JOB —
Pull every line out of the records below and copy each one without any changes.

[Dataset rows]
-=-=-=-=-

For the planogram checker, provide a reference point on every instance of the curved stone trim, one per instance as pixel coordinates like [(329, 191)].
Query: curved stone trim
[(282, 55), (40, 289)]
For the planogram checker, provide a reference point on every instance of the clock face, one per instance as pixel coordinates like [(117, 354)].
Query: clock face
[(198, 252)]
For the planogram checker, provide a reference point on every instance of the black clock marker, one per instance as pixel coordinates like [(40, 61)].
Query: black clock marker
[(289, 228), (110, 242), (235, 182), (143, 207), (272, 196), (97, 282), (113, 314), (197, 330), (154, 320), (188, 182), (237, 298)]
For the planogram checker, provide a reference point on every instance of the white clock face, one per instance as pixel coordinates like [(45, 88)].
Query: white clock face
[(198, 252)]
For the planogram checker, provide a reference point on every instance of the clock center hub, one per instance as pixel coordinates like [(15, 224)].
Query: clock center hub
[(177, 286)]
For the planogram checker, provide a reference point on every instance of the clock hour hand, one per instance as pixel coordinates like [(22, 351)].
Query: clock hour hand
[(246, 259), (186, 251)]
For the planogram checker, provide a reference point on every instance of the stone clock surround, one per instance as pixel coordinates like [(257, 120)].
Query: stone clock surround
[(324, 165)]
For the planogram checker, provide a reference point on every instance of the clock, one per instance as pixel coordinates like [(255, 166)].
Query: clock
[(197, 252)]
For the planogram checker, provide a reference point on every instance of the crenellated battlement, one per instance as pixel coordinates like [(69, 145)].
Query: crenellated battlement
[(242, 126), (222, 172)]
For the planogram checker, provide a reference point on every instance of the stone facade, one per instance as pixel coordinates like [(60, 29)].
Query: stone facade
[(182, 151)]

-=-=-=-=-

WRITTEN RESPONSE —
For the planogram checker, provide a reference point on every instance of the curved stone trim, one per instance as pixel coordinates like [(329, 191)].
Query: curved stone trim
[(282, 55), (40, 289)]
For the planogram checker, provide a reference point on every instance of the clock face, one per instance as pixel coordinates like [(117, 354)].
Query: clock face
[(198, 252)]
For the planogram checker, provide a reference point on every instance of the black clock marker, one per instance as pixel coordinates like [(40, 61)].
Query: black clock marker
[(289, 228), (110, 242), (235, 182), (143, 207), (272, 196), (97, 282), (113, 314), (197, 330), (154, 320), (188, 182), (237, 298)]
For the planogram checker, provide a reference point on every instance of the white clock face, one per instance as pixel coordinates like [(45, 88)].
Query: white clock face
[(198, 252)]
For the planogram checker, provide a reference point on every instance of the clock center hub, one per instance as pixel coordinates like [(15, 224)].
Query: clock center hub
[(177, 286)]
For the planogram checker, provide a reference point on every instance of the clock hour hand, one per instance as pixel coordinates like [(22, 351)].
Query: clock hour hand
[(246, 259), (186, 251)]
For the planogram checker, provide a reference point on every instance of the stone clock surround, one per instance as pixel coordinates like [(257, 120)].
Query: stone clock surround
[(324, 165)]
For the planogram checker, provide a reference point on every instance of the clock, one per instance as pixel coordinates like [(255, 166)].
Query: clock
[(197, 252)]
For the planogram checker, provide a reference point on every instance of the crenellated battlement, one per instance as pixel coordinates like [(69, 145)].
Query: crenellated battlement
[(242, 126), (222, 172)]
For the planogram checker, provide a reference point on every instance of the stone facade, one per instance as pixel coordinates like [(60, 29)].
Query: stone facade
[(182, 151)]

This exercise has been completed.